● **PROBLEM REQUIREMENTS**
Repeat the listing in full, preserving every character.

● **RECORD LIST**
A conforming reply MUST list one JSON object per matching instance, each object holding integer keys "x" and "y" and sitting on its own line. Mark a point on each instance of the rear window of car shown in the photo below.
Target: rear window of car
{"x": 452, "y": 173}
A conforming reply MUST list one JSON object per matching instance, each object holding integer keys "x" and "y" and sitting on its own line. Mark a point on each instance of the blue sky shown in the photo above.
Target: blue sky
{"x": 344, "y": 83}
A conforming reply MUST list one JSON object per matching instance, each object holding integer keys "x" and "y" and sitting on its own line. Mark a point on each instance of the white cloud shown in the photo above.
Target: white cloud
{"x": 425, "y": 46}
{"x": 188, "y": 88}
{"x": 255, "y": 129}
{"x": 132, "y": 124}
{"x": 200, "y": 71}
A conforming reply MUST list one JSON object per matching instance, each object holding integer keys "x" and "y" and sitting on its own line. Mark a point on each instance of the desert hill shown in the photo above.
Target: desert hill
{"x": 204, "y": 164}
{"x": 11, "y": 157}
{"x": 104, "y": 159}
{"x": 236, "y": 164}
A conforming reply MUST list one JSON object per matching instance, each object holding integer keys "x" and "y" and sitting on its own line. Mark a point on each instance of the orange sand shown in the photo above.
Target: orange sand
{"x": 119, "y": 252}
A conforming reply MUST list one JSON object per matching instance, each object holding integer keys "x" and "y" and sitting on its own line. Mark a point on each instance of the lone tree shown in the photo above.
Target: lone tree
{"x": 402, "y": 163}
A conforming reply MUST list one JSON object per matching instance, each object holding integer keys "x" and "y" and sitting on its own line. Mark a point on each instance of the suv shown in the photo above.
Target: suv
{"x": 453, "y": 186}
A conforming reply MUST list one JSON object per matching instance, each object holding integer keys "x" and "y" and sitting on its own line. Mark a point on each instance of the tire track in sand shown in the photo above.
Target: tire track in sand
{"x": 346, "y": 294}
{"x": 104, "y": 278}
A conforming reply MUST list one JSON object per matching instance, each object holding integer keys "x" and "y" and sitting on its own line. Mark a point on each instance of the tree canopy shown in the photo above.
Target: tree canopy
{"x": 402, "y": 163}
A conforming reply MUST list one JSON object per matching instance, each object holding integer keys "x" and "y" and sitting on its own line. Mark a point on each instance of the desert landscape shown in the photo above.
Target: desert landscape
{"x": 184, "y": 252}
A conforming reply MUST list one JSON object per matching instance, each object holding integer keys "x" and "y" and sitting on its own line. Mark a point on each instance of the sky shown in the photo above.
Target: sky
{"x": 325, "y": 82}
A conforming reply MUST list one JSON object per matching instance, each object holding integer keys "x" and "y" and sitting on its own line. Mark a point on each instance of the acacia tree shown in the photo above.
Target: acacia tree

● **RESULT OF THIS EXERCISE**
A conforming reply MUST list one JSON object per matching instance, each object holding integer keys "x" and "y" and sitting on its own line. Mark a point on each instance of the rear window of car shown in the photo below.
Target: rear window of car
{"x": 452, "y": 173}
A conforming reply MUST list one JSON object per matching instance, each object holding integer keys "x" and "y" and sitting on its own line. Mark a point on each instance of the blue sky shown in the photo above.
Target: blue sky
{"x": 344, "y": 83}
A conforming reply MUST list one JSON object per matching instance, each object holding integer keys "x" and "y" and sitting on its own line. Mark a point on each instance of the white cloud shown in the photo above.
Target: white cloud
{"x": 425, "y": 46}
{"x": 188, "y": 88}
{"x": 255, "y": 129}
{"x": 132, "y": 124}
{"x": 200, "y": 71}
A conforming reply MUST list one JSON object per matching instance, each object holding integer keys "x" and "y" and sitting on its own line. Mark a point on each instance of the desert hill shown in the photo above.
Target: desert hill
{"x": 204, "y": 164}
{"x": 11, "y": 157}
{"x": 104, "y": 159}
{"x": 236, "y": 164}
A conforming reply MUST list one JSON object per matching instance, each object holding integer keys "x" and "y" and sitting on its own line. Mark a point on each instance of the orange sand shown in the photo above.
Target: orange sand
{"x": 119, "y": 252}
A conforming reply MUST list one JSON object per matching instance, each object holding integer keys "x" and "y" and sitting on its own line. Mark a point on each instance of the lone tree shown in the photo above.
Target: lone tree
{"x": 402, "y": 163}
A conforming reply MUST list one JSON object per matching instance, each object holding integer keys "x" and "y" and sitting on its own line. Mark a point on each instance of the suv shown in the photo above.
Target: suv
{"x": 453, "y": 186}
A conforming reply MUST list one JSON object per matching instance, each object holding integer keys "x" and "y" and sitting on its own line. Mark a point on each instance of the tire track in sand shown in the photo above.
Target: tire track in sand
{"x": 346, "y": 294}
{"x": 104, "y": 278}
A conforming reply MUST list one JSON object per matching instance, each object holding integer keys "x" and "y" and sitting on its own line. Mark a point on each instance of the tree canopy shown in the photo above.
Target: tree canopy
{"x": 402, "y": 163}
A conforming reply MUST list one JSON object per matching instance, each object holding integer keys "x" and "y" and sitting on its own line. Mark a point on each instance of the desert landscape shown in the photo above.
Target: desert landscape
{"x": 184, "y": 252}
A conforming reply MUST list one JSON object per matching instance, each object holding integer keys "x" and "y" and sitting on its own line. Mark a point on each instance of the sky shown in the photo above.
Target: sky
{"x": 325, "y": 82}
A conforming reply MUST list one JSON object per matching instance, each object holding integer keys "x" and "y" and sitting on its own line. Mark a point on each instance of the acacia tree shown in the photo above.
Target: acacia tree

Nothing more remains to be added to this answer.